*** Text provided Section Begins ***

We open the second episode in more alien terrain, as Bear seems trapped in an endless flat, barren plain, being pounded by the harsh sunlight. He has no food, no water, and no hope — and that’s before the ghost of a Spanish explorer on horseback(*) tries to kill him. William Knifeman proves useful for once, distracting the Spaniard with tales of gold treasure on the other side of the hill. The spirit is still more comedic than not — after Bear orders him away, we get an extreme close-up on Dallas Goldtooth’s face, one tear falling down his cheek like he’s Iron Eyes Cody in those iconic Seventies anti-littering ads — but as the episode moves along, we can see he had a good reason to separate Bear from the group so he could go on this strange quest. Even if he’s mostly a clown who likes to brag about how he and his buddies “used to hold it for each other when we peed,” he is not without his uses, both spiritually and narratively.

(*) A Spanish knight, appearing with windmills behind him? This episode is definitely a chance to dream the impossible dream.

But it’s once William is banished from the action that “Maximus” truly goes to a special place. Another attacker comes upon Bear, only this one is a 100 percent real product of the here and now in the form of the episode’s title character, played by the great Graham Greene.

Greene, one of a handful of Indigenous actors to ever be nominated for an Oscar, felt like an inevitability for this show before it ended. When you’ve got Wes Studi and Gary Farmer in recurring roles, can Greene be far behind? But if it’s a predictable casting choice, the role itself feels inspired. Maximus starts out aptly named, because with his mohawk, welder’s goggles, and tricked-out dune buggy, he initially comes across as someone out of a Mad Max film. Ultimately, though, he turns out to be suffering less from the anger definition of madness than the mental illness one. He is obsessed with aliens — “star people,” he insists on calling them — and has devoted his greenhouse to growing eggplants for them upon their return. Bear is at first justifiably unnerved by the guy, but soon they come to bond, particularly when Maximus shows him home videos of himself and his teenage friends, who are positioned very much as the Seventies Rez Dogs.

Earlier in the episode, William shows Bear a beaded eggplant medallion, akin to the beaded pickle medallion Bear bought for Punkin back in Season One. It doesn’t feel like a huge leap to get from that to this unwell but ultimately kind old man who grows eggplants for visitors we know will never come — and who in a short time feels like more of a father figure to Bear than Punkin has ever been.

*** Text provided Section Ends ***
*** Material supplied Section Begins ***

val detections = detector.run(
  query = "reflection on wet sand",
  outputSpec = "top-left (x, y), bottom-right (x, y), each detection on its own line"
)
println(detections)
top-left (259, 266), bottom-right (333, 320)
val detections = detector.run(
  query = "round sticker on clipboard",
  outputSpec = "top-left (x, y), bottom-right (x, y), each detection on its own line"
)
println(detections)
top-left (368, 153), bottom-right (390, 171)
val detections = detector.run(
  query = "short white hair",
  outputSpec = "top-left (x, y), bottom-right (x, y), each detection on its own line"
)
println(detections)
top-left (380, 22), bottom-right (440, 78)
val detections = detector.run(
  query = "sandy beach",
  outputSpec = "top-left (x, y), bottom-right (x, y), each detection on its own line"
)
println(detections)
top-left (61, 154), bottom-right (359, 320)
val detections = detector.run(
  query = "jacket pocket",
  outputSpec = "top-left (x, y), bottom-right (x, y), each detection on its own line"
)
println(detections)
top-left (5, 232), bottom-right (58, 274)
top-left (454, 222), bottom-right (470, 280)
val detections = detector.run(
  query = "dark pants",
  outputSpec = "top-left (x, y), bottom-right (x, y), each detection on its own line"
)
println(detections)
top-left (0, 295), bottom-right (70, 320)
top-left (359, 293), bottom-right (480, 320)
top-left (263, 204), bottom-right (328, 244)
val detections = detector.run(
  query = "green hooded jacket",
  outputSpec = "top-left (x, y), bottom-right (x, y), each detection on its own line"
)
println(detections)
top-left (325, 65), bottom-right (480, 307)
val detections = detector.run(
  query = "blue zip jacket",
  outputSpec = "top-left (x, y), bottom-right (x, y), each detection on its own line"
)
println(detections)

*** Material supplied Section Ends ***

» Requirement 1
According to the recap, how does William Knifeman distract the ghost of the Spanish explorer?
» Requirement 2
Rewrite the stretch of the recap from "But it’s once" through "great Graham Greene.", changing "attacker" to "assailant".
The records have no role here.

» Exercise output 1
He tells the Spaniard tales of gold treasure on the other side of the hill.

» Exercise output 2
But it’s once William is banished from the action that “Maximus” truly goes to a special place. Another assailant comes upon Bear, only this one is a 100 percent real product of the here and now in the form of the episode’s title character, played by the great Graham Greene.